= Beginning of Section =
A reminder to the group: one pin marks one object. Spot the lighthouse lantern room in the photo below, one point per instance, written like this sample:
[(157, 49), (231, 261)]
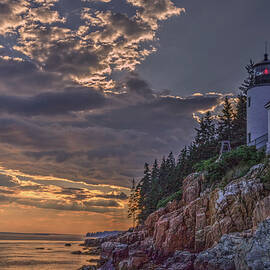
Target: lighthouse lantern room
[(258, 109)]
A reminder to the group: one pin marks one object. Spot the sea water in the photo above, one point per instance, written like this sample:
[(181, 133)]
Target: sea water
[(41, 255)]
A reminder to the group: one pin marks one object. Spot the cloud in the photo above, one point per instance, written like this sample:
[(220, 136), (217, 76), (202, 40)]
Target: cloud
[(102, 42), (53, 103), (11, 14)]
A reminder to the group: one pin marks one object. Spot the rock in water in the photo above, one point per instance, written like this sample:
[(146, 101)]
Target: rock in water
[(254, 253)]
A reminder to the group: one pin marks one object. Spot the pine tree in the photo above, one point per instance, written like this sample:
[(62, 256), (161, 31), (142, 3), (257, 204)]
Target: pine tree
[(144, 198), (240, 122), (155, 192), (205, 139), (171, 183), (132, 203), (249, 81), (225, 121)]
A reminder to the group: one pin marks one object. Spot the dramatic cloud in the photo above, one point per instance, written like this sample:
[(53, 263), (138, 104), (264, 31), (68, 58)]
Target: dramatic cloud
[(77, 122)]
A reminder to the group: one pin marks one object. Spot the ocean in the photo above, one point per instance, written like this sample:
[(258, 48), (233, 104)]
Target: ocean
[(41, 251)]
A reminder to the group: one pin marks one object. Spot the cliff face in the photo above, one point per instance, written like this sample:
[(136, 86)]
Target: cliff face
[(195, 232)]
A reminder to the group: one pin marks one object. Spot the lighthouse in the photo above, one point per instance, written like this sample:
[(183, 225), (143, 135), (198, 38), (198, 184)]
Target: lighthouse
[(258, 106)]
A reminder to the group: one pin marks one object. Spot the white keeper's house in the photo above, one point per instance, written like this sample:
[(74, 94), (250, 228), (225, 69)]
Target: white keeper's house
[(258, 107)]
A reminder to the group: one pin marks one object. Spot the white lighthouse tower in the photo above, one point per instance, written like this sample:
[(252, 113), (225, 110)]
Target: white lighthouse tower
[(257, 98)]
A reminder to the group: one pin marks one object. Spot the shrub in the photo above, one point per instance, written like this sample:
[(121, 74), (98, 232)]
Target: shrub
[(175, 196), (233, 164)]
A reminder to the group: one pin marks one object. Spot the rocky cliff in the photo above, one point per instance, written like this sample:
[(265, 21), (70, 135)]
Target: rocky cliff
[(221, 229)]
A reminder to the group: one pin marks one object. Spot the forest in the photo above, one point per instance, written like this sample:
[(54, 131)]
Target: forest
[(161, 182)]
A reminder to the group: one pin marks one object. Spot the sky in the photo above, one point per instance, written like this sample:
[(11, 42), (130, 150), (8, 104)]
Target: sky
[(91, 90)]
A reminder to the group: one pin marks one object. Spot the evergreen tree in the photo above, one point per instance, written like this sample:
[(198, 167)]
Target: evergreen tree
[(171, 183), (155, 192), (144, 203), (225, 122), (163, 172), (205, 139), (249, 81), (132, 203), (240, 122)]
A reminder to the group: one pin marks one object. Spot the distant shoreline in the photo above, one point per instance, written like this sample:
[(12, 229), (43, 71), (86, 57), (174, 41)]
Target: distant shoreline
[(40, 236)]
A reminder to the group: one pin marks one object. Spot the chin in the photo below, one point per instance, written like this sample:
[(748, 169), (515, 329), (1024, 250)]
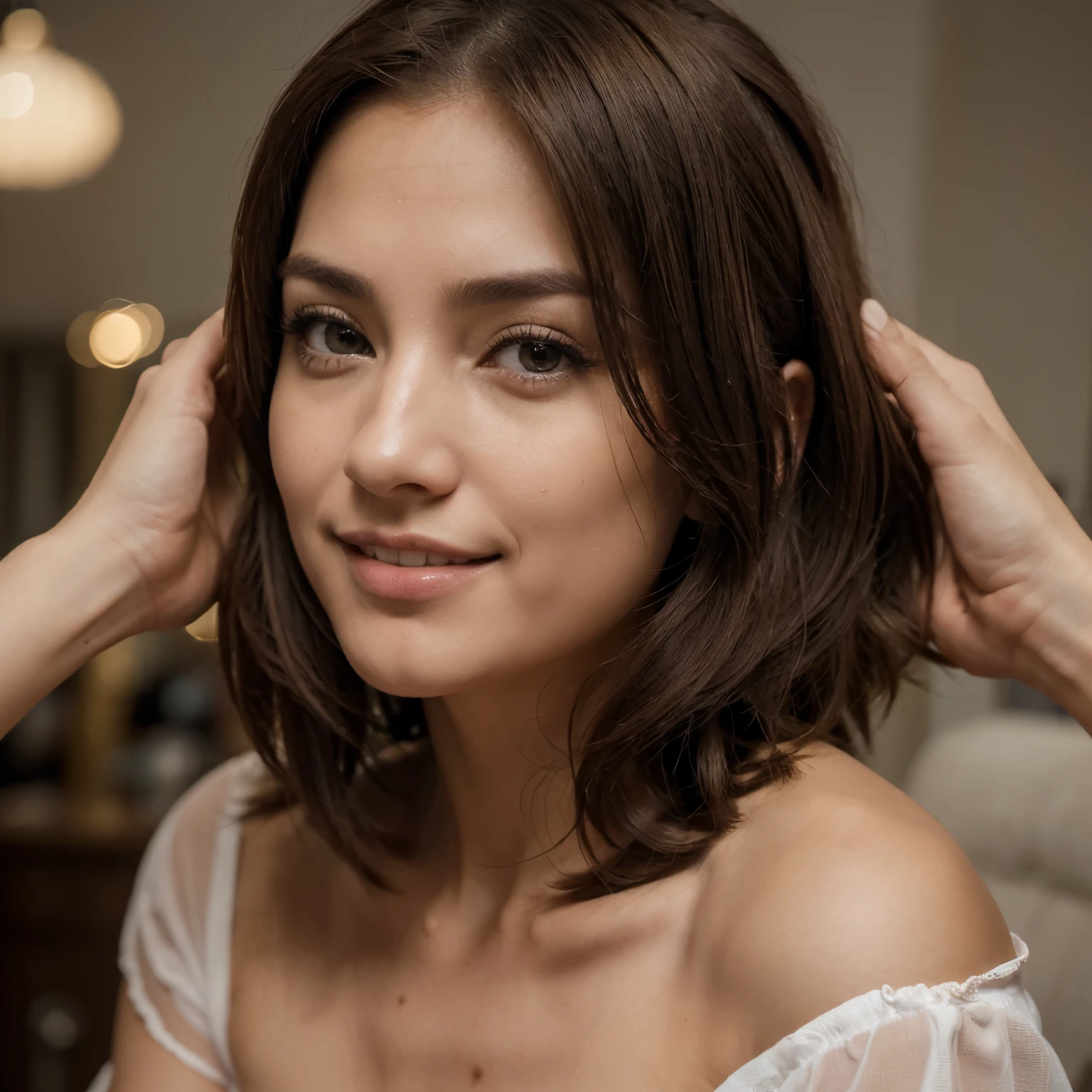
= End of Section =
> TASK ITEM
Print each entry above verbatim, pictures left out.

> WRITTEN SOLUTION
A reminder to the group: one pin marks one object. Spot the lighthouse lantern room in the photo below, one point per instance, written like this sample:
[(157, 49), (231, 261)]
Target: lighthouse lantern room
[(258, 109)]
A reminder to the group: one pin marks one object. Spot the sea water in the photo above, one point per instance, written like this sample:
[(181, 133)]
Target: sea water
[(41, 255)]
A reminder to the group: one pin marks one object. Spot the cloud in the photo above, one point per instance, written like this sample:
[(220, 136), (217, 76), (202, 40)]
Target: cloud
[(102, 42), (53, 103), (11, 14)]
A reminder to the group: one pin marks one object. Spot the rock in water in the photo above, one point per instance, written like this sample:
[(146, 101)]
Target: rock in water
[(254, 253)]
A reminder to the group: one pin marks one object. Spot the pine tree in the photo above, one point per instance, written like this sample:
[(62, 256), (161, 31), (142, 3), (257, 204)]
Target: pine tree
[(144, 198), (240, 122), (155, 192), (205, 139), (171, 183), (132, 203), (249, 81), (225, 121)]
A reminder to the group: one pin marks one object. Spot the dramatic cloud in the photo above, one point per instance, written like this sample:
[(53, 263), (138, 104), (264, 31), (68, 58)]
Target: dramatic cloud
[(77, 122)]
A reminder to the group: one pin marks one object. Spot the ocean in the photo above, one point per instance, written like this sample:
[(258, 48), (233, 104)]
Target: ocean
[(41, 251)]
A reminder to the group: one pin marks one object. Spot the cliff face in the photo above, one point per instance, written like this sample:
[(136, 86)]
Target: cliff face
[(195, 232)]
A reminder to the group: one pin marks one object. Spot the lighthouse in the photo above, one point per instance, written like this sample:
[(183, 225), (143, 135), (198, 38), (198, 184)]
Target: lighthouse
[(258, 106)]
A reminder to the group: one pin marks one object. Spot the white keeper's house in the photo above, one point per instance, written like this sample:
[(74, 94), (250, 228), (225, 69)]
Target: white keeper's house
[(258, 107)]
A reminder to the group: one pin marks one object. Spot the white lighthouse tower in the photo above, one point per instance, written like this sample:
[(252, 113), (225, 110)]
Target: white lighthouse tower
[(257, 98)]
A reminder to the group: one pin marks one object. Spot the shrub in the photo above, one point per instance, written like this sample:
[(121, 74), (98, 232)]
Target: shrub
[(175, 196), (233, 164)]
A reminder to the group: one pin marks one object. Spot the rocky cliff in the photo above, one point per instance, written like this sample:
[(265, 21), (70, 135)]
Target: rocky cliff
[(221, 229)]
A reminder to the group: one pin marks one object. Spot the forest in the photo above, one point per instance, written like this sample:
[(54, 131)]
Target: forest
[(161, 182)]
A reminder to the group: one pin marks one object. Spot the sky in the photo above, one point per instance, written like this sample:
[(11, 42), (130, 150), (8, 104)]
Target: sky
[(91, 90)]
A reminder to the group: one pin marks one object. Spot the evergreen tree in the photo above, one point per instance, written like this sample:
[(198, 167)]
Target: evergreen tree
[(171, 183), (155, 192), (144, 203), (225, 122), (163, 172), (205, 139), (249, 81), (132, 203), (240, 122)]
A reminder to the group: one pin marks one object. Spot the distant shoreline in the photo above, one point per instance, written like this sample:
[(12, 229), (43, 71), (86, 57), (174, 41)]
Target: distant shoreline
[(40, 236)]
A reminder to the group: one pin marks one object. Spot the chin in the photo below, one point per instance, written like this sample:
[(748, 169), (515, 329), (1024, 250)]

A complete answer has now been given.